**DESCRIPTION OF THE TASK:**
Omitting all pictures, print the lines of the listing from the one containing "In the photo above, where can the ruined" through the final line, both ends included, with no other text.

[Data items]
* Start *

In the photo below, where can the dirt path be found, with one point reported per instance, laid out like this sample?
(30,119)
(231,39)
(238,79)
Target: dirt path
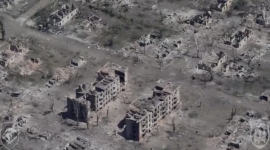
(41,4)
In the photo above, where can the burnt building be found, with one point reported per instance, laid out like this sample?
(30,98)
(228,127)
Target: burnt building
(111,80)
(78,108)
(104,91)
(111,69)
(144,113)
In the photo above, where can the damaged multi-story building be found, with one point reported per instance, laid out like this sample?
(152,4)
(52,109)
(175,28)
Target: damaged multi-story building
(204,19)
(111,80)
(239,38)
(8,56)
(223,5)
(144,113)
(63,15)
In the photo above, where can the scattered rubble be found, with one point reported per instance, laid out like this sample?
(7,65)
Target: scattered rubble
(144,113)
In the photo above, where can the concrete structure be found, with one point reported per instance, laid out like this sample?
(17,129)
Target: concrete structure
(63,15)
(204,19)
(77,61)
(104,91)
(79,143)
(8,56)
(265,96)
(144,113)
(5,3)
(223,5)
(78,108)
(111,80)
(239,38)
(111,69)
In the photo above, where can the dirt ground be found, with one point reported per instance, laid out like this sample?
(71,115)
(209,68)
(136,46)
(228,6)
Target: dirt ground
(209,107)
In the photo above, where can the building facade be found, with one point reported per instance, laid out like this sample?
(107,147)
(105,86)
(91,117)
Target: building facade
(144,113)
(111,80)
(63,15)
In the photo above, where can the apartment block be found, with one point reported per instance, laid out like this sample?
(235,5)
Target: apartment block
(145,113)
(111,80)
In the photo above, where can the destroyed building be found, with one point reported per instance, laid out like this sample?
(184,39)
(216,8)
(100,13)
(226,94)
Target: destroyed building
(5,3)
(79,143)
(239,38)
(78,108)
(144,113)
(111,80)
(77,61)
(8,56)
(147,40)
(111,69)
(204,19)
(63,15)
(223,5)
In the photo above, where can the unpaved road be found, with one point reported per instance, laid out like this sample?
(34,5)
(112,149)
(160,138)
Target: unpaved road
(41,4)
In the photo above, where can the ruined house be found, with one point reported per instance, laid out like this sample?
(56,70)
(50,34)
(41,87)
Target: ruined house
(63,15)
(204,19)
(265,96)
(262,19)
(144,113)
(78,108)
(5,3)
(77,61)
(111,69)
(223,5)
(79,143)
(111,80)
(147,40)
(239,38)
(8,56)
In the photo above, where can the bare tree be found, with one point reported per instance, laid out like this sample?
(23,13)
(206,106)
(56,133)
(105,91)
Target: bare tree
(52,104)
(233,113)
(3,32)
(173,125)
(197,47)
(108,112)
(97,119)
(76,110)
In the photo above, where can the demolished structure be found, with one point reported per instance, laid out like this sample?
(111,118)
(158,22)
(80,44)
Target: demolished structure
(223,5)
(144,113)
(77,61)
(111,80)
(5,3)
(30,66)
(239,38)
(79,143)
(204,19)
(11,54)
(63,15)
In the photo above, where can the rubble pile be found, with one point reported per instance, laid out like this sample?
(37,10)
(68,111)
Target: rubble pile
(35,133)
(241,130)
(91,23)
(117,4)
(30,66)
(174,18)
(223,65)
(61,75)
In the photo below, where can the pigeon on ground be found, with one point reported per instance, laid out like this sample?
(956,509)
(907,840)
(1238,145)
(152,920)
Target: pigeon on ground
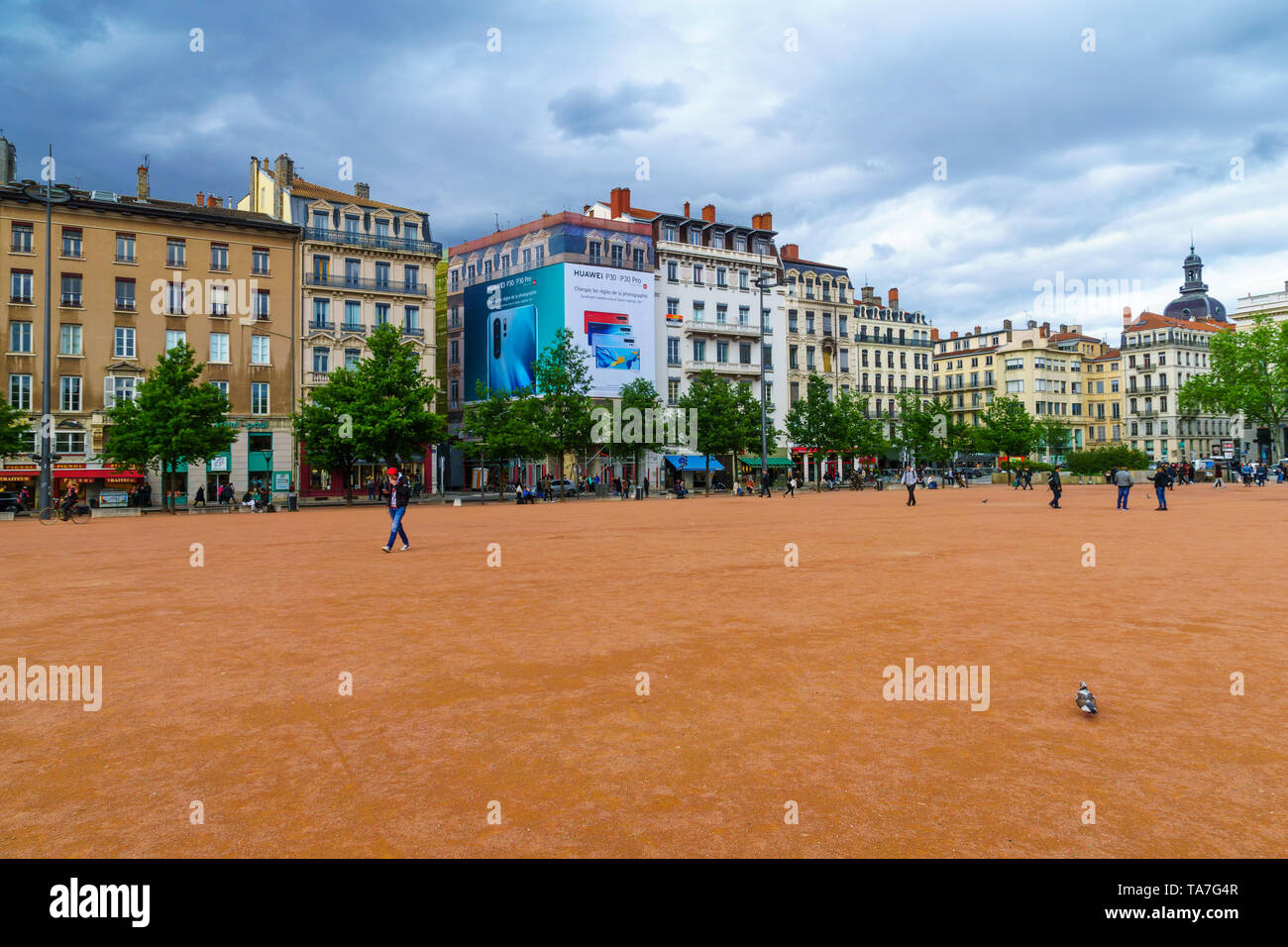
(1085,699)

* End *

**REPLY:**
In the photo above, where can the ruined house be found, with one point reported per instance, laid out like this sample?
(56,70)
(50,34)
(41,87)
Target: ruined house
(63,15)
(204,19)
(265,96)
(262,19)
(144,113)
(78,108)
(5,3)
(77,61)
(111,69)
(223,5)
(79,143)
(111,80)
(147,40)
(239,38)
(8,56)
In the photo above, where can the bare tree be found, with one point reported per instance, laid out like this sample?
(23,13)
(206,106)
(56,133)
(105,91)
Target: bare tree
(52,104)
(233,113)
(3,32)
(173,125)
(197,47)
(108,112)
(97,119)
(76,110)
In the photo above, where can the demolished structure be found, with one point reported per instance, laid out like this sample?
(111,118)
(158,22)
(80,44)
Target: demolished structure
(223,5)
(144,113)
(77,61)
(111,80)
(5,3)
(30,66)
(239,38)
(79,143)
(204,19)
(11,54)
(63,15)
In the photo above, where can the rubble pile be found, with one point reported per instance, laid out like this sample?
(37,10)
(68,111)
Target: rubble pile
(35,133)
(241,130)
(91,23)
(117,4)
(30,66)
(174,18)
(223,65)
(61,75)
In the photo below, where can the pigeon on ground be found, with one point reported per instance, laid out like this sample?
(956,509)
(907,840)
(1238,145)
(152,920)
Target: pigeon on ground
(1085,699)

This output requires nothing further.